### Entries shown
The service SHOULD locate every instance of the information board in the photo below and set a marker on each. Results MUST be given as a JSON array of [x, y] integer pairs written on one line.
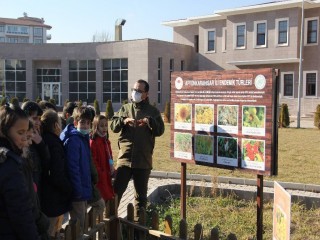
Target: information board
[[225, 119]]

---

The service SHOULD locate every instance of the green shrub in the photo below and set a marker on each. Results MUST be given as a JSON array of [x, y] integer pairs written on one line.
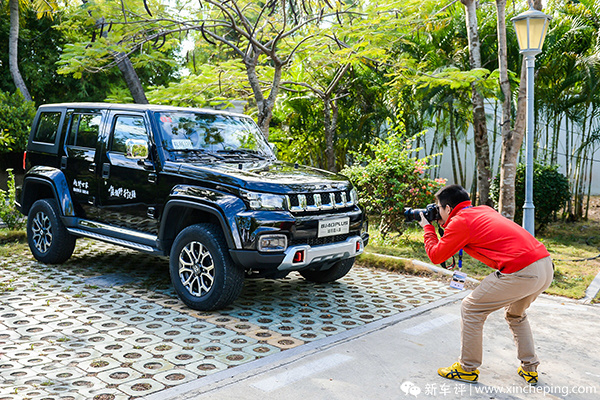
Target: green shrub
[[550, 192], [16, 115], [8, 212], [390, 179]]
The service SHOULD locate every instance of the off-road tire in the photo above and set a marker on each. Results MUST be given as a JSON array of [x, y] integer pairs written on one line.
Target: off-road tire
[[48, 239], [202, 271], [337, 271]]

...

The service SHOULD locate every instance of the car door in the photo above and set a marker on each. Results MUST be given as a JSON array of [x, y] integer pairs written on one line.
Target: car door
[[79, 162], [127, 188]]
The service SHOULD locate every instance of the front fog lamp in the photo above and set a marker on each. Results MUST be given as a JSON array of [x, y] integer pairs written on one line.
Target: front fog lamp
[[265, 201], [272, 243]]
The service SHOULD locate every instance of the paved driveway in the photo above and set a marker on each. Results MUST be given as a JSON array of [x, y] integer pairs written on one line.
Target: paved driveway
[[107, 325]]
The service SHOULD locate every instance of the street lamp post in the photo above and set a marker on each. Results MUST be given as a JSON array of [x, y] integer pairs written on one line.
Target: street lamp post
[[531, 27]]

### What is asked
Could you arrange the entries above as a two-column CSV with the columns entry_text and answer, one row per entry, each value in a single quoted field with line breaks turned into spaces, beginning at the line that has "The service SHOULD locate every instance of the information" and stopping after the line that has "[[225, 119]]"? Leave the pictures out.

### Solution
entry_text,answer
"The service SHOULD locate every instance of the information board in the photo below and set a marker on each. Results MUST be given as a JSON array of [x, y] integer pairs written on one line. Target: information board","[[225, 119]]"